--- BEGIN SOURCE ---

I haven't observed that, but it sounds more like a browser problem than a Windows 10 problem. What browser are you using?


----------



## itsb (Jan 13, 2013)

its the broser that downloaded with 10,i cant think of it,edge maybe ?


----------



## Nevada (Sep 9, 2004)

itsb said:


> its the broser that downloaded with 10,i cant think of it,edge maybe ?


I haven't fooled with Edge yet. Do yourself a favor and download Firefox.


----------



## chuckhole (Mar 2, 2006)

I have not worked with the desktops in a while so my opinion is rather limited. But I think it depends on what you are currently using. If you are on Windows 7, stay with it. If you are on Windows 8, got to 8.1 and eventually go to 10. Like 8.1 being an improvement over 8, 10 is also an improvement. I don't agree with MS trying to force a touch screen operating system onto a world of non-touch hardware but that is why they capitulated and introduced version 8.1 and version 10 does an even better job of it.

From my point of view, I like the newer ReFS (Resilient File System). It is a very nice improvement over the standard NTFS. We have some 2012 R2 servers that are using some 3+ TB volumes and I don't feel bad about it. I would not have considered anything above 2 TB prior to 2012 R2 (same concept as the 8.1 desktop).

I use Windows 7 at work and have 8.1 with the new computer at home. The wife hates it. I have to agree with her that everything is a challenge to find but from our testing of W10, we will be going to it at home. I just have to talk her into it. After all, she is the boss.

At work, absolutely not any time soon. There are still too many driver/application issues to overcome and I have no desire to magnify these problems 2,000 times.

--- END SOURCE ---
--- BEGIN INPUT RECORDS ---

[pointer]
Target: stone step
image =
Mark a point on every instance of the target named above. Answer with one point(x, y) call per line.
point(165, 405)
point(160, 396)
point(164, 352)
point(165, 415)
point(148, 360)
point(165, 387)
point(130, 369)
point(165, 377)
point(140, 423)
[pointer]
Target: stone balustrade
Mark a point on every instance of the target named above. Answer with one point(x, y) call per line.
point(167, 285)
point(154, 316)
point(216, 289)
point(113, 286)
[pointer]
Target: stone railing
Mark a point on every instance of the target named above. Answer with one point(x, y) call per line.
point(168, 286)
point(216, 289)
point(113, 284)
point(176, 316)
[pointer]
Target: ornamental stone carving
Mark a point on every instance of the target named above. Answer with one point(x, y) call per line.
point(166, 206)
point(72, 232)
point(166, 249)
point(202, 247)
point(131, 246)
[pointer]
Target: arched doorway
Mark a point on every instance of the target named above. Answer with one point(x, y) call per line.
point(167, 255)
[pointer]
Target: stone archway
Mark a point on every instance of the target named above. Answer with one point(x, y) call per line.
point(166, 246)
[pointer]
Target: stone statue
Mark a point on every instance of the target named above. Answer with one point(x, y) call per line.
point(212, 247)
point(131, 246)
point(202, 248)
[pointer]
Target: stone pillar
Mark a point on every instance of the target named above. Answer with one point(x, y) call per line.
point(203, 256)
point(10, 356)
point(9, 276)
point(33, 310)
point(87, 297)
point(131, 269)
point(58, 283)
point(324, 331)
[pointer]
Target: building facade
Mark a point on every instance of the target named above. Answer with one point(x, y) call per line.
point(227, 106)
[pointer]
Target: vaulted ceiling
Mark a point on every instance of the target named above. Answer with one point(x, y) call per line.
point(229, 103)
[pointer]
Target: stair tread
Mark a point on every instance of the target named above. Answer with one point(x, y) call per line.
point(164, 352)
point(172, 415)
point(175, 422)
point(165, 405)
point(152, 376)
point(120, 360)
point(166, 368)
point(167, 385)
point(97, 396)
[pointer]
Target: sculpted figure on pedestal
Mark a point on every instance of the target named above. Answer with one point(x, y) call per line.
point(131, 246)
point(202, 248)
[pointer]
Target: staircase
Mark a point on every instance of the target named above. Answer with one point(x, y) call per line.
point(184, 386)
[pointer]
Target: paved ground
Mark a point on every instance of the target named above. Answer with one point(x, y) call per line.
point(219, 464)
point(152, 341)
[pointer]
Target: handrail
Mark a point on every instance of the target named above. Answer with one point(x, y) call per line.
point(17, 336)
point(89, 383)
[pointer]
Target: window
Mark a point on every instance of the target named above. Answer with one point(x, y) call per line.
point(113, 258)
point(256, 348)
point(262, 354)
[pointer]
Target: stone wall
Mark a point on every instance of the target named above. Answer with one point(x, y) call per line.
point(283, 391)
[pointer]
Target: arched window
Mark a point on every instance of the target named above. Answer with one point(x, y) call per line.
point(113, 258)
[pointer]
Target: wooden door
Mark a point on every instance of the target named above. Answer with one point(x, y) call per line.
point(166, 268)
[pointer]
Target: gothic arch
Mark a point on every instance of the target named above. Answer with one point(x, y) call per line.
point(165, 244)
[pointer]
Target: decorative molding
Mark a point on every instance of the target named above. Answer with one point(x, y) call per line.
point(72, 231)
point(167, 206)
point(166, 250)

--- END INPUT RECORDS ---

■ **TO-DO LIST**:
[1] Rewrite the paragraph of the Windows 10 thread that begins "From my point of view, I like the newer ReFS" as a short bulleted list that keeps its main facts.
[2] Please express everything from the start of the entries down to the line containing "point(113, 286)" as a JSON list of strings, one string per line, with blank lines left out.
The Windows 10 thread and the entries have nothing to do with each other.

■ **SOLUTION SET**:
[1]
- The writer likes the newer ReFS (Resilient File System) and sees it as a clear improvement over standard NTFS.
- Their 2012 R2 servers use volumes of more than 3 TB, and the writer is comfortable with that.
- Before 2012 R2, they would not have considered anything above 2 TB, which they compare to the 8.1 desktop.

[2]
[
  "[pointer]",
  "Target: stone step",
  "image =",
  "Mark a point on every instance of the target named above. Answer with one point(x, y) call per line.",
  "point(165, 405)",
  "point(160, 396)",
  "point(164, 352)",
  "point(165, 415)",
  "point(148, 360)",
  "point(165, 387)",
  "point(130, 369)",
  "point(165, 377)",
  "point(140, 423)",
  "[pointer]",
  "Target: stone balustrade",
  "Mark a point on every instance of the target named above. Answer with one point(x, y) call per line.",
  "point(167, 285)",
  "point(154, 316)",
  "point(216, 289)",
  "point(113, 286)"
]